** Task description **
Copy out every line of the data where the word "ceiling" is found.

-------- Data supplied --------

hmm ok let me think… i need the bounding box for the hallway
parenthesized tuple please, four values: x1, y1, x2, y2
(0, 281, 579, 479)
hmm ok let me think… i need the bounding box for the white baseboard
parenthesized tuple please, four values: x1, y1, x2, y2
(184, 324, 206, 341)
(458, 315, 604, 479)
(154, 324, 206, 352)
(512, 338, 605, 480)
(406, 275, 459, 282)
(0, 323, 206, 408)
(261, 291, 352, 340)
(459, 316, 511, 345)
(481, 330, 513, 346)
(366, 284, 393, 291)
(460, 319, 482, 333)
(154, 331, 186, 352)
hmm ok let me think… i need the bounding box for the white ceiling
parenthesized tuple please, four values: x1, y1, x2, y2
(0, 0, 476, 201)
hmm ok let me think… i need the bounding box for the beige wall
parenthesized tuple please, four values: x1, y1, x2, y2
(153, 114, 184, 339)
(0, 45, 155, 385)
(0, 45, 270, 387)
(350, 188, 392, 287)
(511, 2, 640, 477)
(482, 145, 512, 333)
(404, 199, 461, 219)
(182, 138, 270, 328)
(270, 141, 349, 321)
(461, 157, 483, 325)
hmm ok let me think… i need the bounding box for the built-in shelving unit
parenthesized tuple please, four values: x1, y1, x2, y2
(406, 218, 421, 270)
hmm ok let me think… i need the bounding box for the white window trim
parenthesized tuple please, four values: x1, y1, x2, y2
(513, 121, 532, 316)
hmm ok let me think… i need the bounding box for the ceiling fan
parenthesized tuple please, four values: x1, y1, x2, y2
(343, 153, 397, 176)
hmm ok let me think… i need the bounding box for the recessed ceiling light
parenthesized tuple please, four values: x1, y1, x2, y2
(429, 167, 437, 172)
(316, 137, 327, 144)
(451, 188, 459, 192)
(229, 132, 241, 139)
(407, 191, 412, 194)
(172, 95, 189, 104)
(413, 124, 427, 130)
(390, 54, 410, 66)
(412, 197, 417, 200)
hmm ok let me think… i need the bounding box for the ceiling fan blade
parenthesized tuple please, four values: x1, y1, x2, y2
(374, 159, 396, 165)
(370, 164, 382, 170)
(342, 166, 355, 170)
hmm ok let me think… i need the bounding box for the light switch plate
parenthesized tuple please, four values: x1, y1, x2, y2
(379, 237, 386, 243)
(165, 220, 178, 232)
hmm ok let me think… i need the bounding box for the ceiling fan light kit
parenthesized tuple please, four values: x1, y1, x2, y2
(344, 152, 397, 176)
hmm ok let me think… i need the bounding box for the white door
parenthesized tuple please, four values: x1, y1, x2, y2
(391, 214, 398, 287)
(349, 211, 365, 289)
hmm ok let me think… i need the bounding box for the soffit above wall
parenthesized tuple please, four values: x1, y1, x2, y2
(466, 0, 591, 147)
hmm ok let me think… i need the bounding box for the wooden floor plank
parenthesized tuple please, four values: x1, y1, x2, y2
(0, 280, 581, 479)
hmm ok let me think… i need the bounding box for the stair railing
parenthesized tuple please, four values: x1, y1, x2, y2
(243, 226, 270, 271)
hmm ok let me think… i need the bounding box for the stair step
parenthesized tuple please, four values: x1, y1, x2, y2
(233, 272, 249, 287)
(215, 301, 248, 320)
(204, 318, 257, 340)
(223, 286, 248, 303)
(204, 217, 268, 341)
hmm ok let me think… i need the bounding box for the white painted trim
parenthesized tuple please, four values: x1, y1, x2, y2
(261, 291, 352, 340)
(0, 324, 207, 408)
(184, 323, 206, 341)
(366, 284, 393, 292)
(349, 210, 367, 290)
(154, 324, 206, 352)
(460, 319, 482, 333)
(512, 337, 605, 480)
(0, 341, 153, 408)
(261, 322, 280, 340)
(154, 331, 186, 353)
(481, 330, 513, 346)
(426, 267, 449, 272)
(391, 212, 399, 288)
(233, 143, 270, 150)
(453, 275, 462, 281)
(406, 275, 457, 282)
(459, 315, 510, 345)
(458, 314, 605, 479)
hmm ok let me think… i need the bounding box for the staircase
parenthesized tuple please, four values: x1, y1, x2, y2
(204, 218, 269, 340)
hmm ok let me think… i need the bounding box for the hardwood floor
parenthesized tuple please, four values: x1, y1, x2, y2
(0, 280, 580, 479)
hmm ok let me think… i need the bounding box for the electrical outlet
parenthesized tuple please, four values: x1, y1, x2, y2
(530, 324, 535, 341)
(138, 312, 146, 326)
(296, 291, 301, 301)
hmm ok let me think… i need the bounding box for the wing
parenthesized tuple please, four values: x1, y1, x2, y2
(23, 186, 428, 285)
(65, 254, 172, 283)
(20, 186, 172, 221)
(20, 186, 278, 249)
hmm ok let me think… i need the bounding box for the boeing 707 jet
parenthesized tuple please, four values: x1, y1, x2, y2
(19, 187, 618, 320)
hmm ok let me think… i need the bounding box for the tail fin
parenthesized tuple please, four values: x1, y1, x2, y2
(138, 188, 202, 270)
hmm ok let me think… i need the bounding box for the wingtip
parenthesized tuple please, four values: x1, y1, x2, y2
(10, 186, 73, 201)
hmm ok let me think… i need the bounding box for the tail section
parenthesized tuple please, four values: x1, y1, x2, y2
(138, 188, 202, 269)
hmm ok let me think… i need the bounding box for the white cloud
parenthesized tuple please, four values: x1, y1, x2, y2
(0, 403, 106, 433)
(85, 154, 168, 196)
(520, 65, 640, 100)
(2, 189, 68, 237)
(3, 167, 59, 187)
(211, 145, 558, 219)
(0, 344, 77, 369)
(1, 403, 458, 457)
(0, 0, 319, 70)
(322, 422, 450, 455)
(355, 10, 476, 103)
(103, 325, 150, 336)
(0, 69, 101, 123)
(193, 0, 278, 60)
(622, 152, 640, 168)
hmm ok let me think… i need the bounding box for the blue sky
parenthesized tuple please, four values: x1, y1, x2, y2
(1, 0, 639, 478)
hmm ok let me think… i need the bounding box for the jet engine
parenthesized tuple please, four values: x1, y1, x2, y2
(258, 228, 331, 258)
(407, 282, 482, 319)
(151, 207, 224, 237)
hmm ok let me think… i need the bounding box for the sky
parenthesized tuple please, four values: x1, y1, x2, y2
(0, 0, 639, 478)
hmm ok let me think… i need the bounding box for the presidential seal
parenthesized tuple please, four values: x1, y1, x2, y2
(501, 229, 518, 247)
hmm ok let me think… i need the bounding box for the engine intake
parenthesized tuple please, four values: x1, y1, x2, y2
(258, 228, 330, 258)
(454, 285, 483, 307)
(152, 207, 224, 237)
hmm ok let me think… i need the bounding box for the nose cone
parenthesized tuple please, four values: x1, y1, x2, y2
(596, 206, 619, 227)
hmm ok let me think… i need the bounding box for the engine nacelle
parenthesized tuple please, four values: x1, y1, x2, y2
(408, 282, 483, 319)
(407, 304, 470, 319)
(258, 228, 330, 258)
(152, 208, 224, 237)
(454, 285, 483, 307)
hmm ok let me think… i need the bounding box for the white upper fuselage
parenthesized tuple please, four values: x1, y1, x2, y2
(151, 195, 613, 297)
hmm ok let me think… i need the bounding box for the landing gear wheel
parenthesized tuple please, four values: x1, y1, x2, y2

--------

** Result **
hmm ok let me think… i need the bounding box for the white ceiling
hmm ok let me think… i need the bounding box for the ceiling fan
hmm ok let me think… i need the bounding box for the recessed ceiling light
hmm ok let me think… i need the bounding box for the ceiling fan blade
hmm ok let me think… i need the bounding box for the ceiling fan light kit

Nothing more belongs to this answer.